## Exercise goal
Please extend the "Today's Soundtrack" column about the band Wheat below, picking up right after its final paragraph.

* begin Text block *

Today's Soundtrack: A big question, and Wheat
Today's Soundtrack is an occasional feature that takes the events or mood of a day -- and attempts to find a song for it. Today's artist: Wheat
By Ben Collins, Globe Correspondent
Here's a question that you've come across in the past couple of weeks, probably because of Beatles Rock Band. Maybe your friend came up to you in a hurried panic thinking he was the first person to think of it. Maybe you were That Guy.
The question is this: Who is going to be the preeminent, genre-defining band of this generation? When we listen to oldies or classic rock stations in our hovercrafts in 25 years, singing in between sips of moonwater, who is going to be the band around which every other band fashioned its sound?
But what if the answer is that there is no answer? What if the question was really this: What band did the best job of evolving all of these years?
"It's sort of like perpetually being in a singles bar," says Scott Levesque. "No matter what you've got, there's always a guy who comes along after with something different. I just think we've done a good job of hanging around."

* end Text block *
* begin Extracted entries *

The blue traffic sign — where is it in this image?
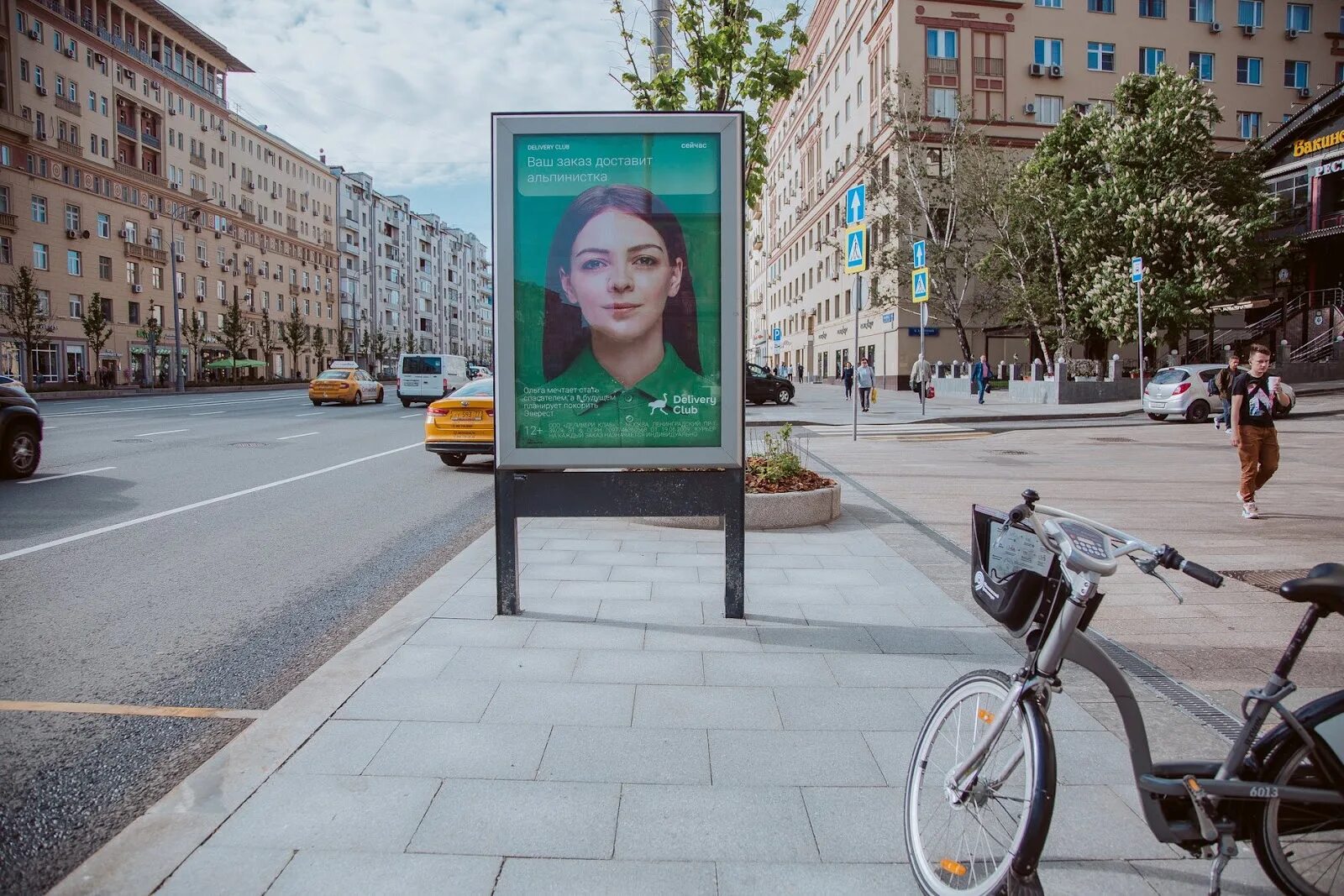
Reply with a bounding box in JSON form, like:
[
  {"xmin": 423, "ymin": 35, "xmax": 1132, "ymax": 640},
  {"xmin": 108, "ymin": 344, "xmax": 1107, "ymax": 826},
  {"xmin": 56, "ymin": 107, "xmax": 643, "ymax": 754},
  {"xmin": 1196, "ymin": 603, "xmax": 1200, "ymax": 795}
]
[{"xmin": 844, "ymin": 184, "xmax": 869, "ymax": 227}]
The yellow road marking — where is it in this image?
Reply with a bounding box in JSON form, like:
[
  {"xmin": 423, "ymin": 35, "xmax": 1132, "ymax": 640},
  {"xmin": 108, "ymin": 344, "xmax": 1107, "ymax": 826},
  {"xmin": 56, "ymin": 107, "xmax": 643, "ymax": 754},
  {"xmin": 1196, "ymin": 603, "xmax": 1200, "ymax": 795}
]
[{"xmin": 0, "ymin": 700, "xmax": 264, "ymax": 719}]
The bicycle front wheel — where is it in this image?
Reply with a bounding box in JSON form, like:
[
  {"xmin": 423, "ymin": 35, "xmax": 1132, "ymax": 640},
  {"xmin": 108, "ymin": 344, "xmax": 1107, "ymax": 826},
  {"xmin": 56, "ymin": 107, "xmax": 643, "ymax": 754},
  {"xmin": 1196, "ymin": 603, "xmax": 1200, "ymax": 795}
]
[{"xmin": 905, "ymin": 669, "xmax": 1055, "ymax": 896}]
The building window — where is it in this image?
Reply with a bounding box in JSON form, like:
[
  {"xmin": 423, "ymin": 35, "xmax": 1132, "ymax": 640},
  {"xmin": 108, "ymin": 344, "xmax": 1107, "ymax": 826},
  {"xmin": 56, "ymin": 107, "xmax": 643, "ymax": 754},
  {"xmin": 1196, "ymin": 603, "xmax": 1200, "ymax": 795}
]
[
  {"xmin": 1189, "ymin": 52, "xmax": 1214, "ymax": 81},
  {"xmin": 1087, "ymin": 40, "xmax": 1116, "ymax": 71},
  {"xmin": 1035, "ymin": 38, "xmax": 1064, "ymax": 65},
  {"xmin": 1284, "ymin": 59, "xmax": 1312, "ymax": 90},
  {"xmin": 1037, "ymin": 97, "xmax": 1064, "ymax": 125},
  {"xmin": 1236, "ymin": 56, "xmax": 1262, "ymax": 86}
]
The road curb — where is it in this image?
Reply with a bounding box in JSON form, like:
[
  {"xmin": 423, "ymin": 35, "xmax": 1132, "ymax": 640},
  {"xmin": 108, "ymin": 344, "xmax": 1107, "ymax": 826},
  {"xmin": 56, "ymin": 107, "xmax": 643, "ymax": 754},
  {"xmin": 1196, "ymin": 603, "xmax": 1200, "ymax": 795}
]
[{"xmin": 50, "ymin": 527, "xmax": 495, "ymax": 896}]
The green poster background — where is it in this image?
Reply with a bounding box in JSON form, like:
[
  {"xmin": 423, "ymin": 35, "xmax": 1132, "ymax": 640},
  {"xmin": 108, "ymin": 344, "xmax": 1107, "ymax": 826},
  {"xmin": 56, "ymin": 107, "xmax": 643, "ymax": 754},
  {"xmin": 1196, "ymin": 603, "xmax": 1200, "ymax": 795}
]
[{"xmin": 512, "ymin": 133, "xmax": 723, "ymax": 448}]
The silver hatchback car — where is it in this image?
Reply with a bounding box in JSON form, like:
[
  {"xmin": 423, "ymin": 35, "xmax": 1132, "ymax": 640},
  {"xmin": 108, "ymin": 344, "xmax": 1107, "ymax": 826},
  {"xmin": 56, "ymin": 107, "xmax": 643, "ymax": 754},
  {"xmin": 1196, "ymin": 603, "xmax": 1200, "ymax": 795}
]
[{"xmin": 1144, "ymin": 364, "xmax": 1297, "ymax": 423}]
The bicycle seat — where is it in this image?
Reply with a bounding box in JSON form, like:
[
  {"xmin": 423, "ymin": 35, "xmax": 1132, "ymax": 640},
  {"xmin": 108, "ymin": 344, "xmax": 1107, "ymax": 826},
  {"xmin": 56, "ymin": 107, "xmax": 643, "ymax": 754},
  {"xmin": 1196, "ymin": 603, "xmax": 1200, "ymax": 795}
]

* end Extracted entries *

## Result
Levesque is the lead singer of Wheat, a Boston-based indie rock outfit that's been putting out records for a shade over a decade now.
If we're using the corollary above -- what bands over the past 20 years were the most evolutionary, not revolutionary -- you'd probably have to break it down by genre.
No Doubt, for example, is probably the most evolutionary pop group. Fifteen years ago, they were an enormously popular ska band. A decade later, Gwen Stefani put out "Hollaback Girl", a hip hop song so popular that the world never spelled "bananas" wrong ever again.
And if there's an indie rock band that was usually one sonic step ahead of their genre, changing their sound every album, it might have been Wheat.
"I'm not going to say which is right and which isn't. There are bands like Yo La Tengo, who have been keeping about the same sound for a long time time now and have done brilliant things with it. But it's been a very necessary thing -- for us to go where we want the songs to go -- to change our sound," said Levesque. "We're never really satisfied. We're always changing."
Here's a quick play-by-play of their discography: Wheat released their first record, Medeiros, in 1998 and their follow-up Hope and Adams a year later.
I heard three songs from Hope and Adams last year and had assumed they had been released recently. The songs were 10 years old.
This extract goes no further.